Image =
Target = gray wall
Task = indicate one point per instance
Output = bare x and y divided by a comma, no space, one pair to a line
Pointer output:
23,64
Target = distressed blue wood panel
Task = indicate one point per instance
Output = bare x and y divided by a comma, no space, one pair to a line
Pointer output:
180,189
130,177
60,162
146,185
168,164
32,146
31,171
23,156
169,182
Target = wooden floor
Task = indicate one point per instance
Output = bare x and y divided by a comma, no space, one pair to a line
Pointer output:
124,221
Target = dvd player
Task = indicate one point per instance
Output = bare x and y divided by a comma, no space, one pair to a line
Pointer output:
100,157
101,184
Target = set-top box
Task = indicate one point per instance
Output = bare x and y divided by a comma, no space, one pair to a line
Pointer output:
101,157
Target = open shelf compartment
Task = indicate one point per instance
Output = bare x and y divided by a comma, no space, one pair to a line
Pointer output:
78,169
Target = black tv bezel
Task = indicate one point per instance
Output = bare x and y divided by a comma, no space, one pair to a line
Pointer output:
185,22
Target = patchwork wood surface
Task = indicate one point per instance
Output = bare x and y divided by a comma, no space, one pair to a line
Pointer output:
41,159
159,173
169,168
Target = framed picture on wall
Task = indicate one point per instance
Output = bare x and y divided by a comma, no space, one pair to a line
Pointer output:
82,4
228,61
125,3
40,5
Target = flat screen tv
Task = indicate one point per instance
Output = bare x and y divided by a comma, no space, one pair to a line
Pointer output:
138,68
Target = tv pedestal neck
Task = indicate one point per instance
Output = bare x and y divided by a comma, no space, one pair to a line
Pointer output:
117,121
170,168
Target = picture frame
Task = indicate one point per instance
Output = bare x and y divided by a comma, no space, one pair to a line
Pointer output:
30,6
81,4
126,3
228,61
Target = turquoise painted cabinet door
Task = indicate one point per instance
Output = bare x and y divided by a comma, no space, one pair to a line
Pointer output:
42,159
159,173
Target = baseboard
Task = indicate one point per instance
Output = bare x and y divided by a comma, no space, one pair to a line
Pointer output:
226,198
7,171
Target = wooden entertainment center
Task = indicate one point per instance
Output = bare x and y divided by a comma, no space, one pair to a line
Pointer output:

→ What is being asked: Please rewrite the records above, replacing every "indicate" with "mark" and leaving everything else untouched.

→ Result of the task:
Image =
Target = gray wall
Task = mark one point per instance
Output = bare x and y divided by a comma, no space, one pair to a line
Pointer output:
23,64
Target = distressed blue wood panel
Task = mark one point per instance
Output = bare x and y divided by a comma, no space, one pair to a line
Pointer output:
180,189
130,177
60,162
146,185
168,164
32,146
31,171
23,156
169,182
Target = wooden floor
Task = mark one point per instance
Output = bare x and y divided by a comma, no space, one pair to a line
Pointer output:
124,221
Target = dvd player
Task = mark one point per instance
Output = bare x and y divided by a comma, no space, one pair to a line
Pointer output:
100,157
101,184
Target = set-top box
Task = mark one point per instance
Output = bare x and y divided by a comma, no space, one pair to a line
Pointer output:
101,157
Target = open shelf compartment
Task = mark one point per instance
Output = bare x and y divided by a comma, no space, one pair to a line
Pointer output:
78,169
Target = black tv bezel
Task = mark one point per instance
Output = bare x and y divided by a comma, no space, one pair to a line
Pointer output:
185,22
Target = patchwork wood surface
Task = mark one point per instance
Output = bare x and y divided by a comma, no space, one pair to a line
Pointer output:
41,159
159,173
169,168
Target = framed picture on wall
Task = mark one point per instance
Output = bare x and y divided by a comma, no space, one pair to a line
Pointer output:
82,4
228,61
125,3
40,5
Target = flat screen tv
Task = mark one point per instance
Output = bare x and y divided by a comma, no space, one pair to a line
Pointer output:
138,68
Target = tv pedestal neck
Task = mark one point per instance
Output = bare x and y divided by a comma, no space, one pair to a line
Pointer output:
117,121
170,168
Target = picture frame
Task = mark one point per instance
Output = bare x and y divided by a comma, no space, one pair to a line
Pointer output:
30,6
81,4
126,3
228,61
Target = turquoise painted cabinet door
Task = mark one point per instance
Output = bare x and y divided by a comma, no space, one pair to a line
Pointer output:
42,159
159,173
Target = baseboard
Task = mark one point per instance
Output = bare x and y divided by a comma, no space, one pair to a line
Pointer output:
226,198
7,171
Target = wooden entertainment center
Task = mark one point per instance
Output = bare x and y divided by a comma, no space, one pair to a line
Pointer output:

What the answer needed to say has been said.